• [WORK TO DO]
1/ List every number written in digits in the airport security anecdote below.
2/ Reproduce the passage of the airport security anecdote below word for word, starting with "Now I've been" and going on through "Jaws theme music.".

• [SELECTED EXTRACT]
Now I've been on my fair share of flights around the world, well more than I should have at times.
But that all changed after the events of 9/11.
Now, your casual Nike Free 3.0 shoes that you have just bought and shelled out $200 for- are a weapon of mass destruction.
Que Jaws theme music.
You approach the first line of scrummage. The pointy nosed bastard that checks if your hand luggage is kosher.
"NO!!!" I EXCLAIM LOUDLY, "IM A BUSINESS CLASS PASSENGER I GET MORE ALLOWANCE!!!"
After 375 people before me have said nothing and quite clearly gotten angry with him, but kept quiet, I have gone where no man in the past 7 hours has gone before.
As quick as you can make a fried rice in the back streets of Shanghai- the bloke was barking down his radio for backup.

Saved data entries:
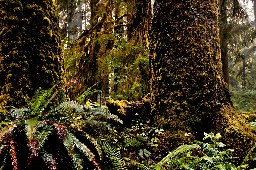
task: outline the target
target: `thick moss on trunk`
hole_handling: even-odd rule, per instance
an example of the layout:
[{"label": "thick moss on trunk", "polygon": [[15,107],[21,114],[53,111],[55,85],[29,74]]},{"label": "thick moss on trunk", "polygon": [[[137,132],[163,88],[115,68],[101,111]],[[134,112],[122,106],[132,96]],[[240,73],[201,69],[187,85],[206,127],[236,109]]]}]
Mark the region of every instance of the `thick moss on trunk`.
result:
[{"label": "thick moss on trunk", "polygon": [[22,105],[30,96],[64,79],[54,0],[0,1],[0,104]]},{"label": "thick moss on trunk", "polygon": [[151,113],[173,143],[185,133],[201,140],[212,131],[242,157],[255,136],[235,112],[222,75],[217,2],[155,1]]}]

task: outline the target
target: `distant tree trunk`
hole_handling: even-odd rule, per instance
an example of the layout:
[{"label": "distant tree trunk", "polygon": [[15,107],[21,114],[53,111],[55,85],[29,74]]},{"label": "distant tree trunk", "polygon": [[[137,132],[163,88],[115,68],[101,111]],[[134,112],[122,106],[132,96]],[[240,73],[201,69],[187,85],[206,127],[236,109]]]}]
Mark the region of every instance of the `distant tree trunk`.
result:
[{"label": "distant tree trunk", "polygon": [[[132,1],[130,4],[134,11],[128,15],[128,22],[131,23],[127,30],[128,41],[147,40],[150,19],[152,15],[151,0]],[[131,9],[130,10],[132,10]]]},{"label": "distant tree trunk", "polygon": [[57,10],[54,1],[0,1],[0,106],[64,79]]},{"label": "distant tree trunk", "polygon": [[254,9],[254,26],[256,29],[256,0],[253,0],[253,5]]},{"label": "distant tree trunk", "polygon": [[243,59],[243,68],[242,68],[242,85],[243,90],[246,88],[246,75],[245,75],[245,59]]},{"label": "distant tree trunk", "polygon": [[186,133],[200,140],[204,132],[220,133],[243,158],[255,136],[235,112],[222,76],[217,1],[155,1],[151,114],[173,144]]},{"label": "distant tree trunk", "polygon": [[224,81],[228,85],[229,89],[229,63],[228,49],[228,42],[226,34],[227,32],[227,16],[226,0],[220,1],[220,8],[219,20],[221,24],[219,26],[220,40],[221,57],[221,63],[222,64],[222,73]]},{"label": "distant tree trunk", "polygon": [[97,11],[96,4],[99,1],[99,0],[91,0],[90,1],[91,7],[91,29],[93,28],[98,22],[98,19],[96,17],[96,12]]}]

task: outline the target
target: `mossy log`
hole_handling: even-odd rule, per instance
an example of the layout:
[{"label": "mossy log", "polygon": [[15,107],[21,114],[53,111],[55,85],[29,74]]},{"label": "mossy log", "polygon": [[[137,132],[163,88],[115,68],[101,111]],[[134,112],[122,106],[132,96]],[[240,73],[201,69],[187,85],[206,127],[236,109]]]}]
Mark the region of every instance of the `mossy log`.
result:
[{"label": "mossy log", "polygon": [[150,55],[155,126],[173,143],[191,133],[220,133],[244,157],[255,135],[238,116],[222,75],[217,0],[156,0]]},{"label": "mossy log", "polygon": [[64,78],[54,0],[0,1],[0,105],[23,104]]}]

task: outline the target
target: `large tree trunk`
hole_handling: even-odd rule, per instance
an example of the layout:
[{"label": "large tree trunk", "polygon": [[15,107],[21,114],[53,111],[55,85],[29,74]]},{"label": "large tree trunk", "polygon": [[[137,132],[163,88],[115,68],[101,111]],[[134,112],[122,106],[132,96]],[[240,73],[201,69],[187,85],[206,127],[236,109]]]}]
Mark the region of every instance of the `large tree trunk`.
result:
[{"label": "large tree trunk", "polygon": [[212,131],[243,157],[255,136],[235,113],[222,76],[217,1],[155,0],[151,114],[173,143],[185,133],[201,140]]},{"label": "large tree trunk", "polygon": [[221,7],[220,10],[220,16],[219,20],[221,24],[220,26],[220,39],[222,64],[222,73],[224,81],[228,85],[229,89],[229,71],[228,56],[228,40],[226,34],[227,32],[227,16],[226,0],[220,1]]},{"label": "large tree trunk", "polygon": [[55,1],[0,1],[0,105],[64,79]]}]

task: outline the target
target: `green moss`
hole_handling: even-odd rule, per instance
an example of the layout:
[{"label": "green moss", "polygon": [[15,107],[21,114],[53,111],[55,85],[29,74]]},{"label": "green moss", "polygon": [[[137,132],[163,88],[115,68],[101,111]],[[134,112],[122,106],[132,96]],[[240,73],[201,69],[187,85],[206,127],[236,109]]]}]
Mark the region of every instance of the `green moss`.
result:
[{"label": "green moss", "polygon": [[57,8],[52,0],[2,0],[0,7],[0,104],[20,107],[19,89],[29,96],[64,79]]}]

• [ANSWERS PER TASK]
1/ 9/11, 3.0, $200, 375, 7

2/
Now I've been on my fair share of flights around the world, well more than I should have at times.
But that all changed after the events of 9/11.
Now, your casual Nike Free 3.0 shoes that you have just bought and shelled out $200 for- are a weapon of mass destruction.
Que Jaws theme music.